**必要な作業**
• 1. Windscale の原子炉についての本文のうち、「(シカゴ大学の実験用原子炉がChicago Pile –」を含む語句で始まり「で、どんな「原子炉」だったのか??」で終わる部分を、「Windscale」を「ウィンズケール」に変えて書き直してください。
• 2. Windscale の原子炉についての本文で「なお、Windscale という地名は」で始まる段落を、主な事実を残して短くまとめてください。

**本文**
稼働開始はPile -1 が1950年10月、-2 が1951年6月のことでした。
(シカゴ大学の実験用原子炉がChicago Pile – 1 と呼ばれていたように、
Windscale も pile と呼ばれていました。なぜか?たとえば
https://www.atomicheritage.org/history/chicago-pile-1
などにある写真を見れば、明らかですよね)

なお、Windscale という地名は、1981年に Sellafield と改名されています。
そのあたりの事情は、日本語の書籍であれば、秋元健治、「核燃料サイクルの闇」
(現代書館、2006)に解説があります。

で、どんな「原子炉」だったのか??

James Mahaffey, “Atomic Accidents” (Pegasus Books, 2014) という
核事故の歴史を概略した書物のpp。162-163 に、Windscale Piles の
構造図があります。

**提供資料**
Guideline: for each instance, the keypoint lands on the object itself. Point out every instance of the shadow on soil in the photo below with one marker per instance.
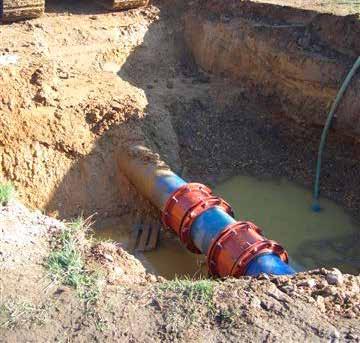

**各作業の解答**
• 1.
(シカゴ大学の実験用原子炉がChicago Pile – 1 と呼ばれていたように、
ウィンズケール も pile と呼ばれていました。なぜか?たとえば
https://www.atomicheritage.org/history/chicago-pile-1
などにある写真を見れば、明らかですよね)

なお、ウィンズケール という地名は、1981年に Sellafield と改名されています。
そのあたりの事情は、日本語の書籍であれば、秋元健治、「核燃料サイクルの闇」
(現代書館、2006)に解説があります。

で、どんな「原子炉」だったのか??

• 2. Windscale は1981年に Sellafield へ改名された。経緯は秋元健治「核燃料サイクルの闇」(現代書館、2006)に解説がある。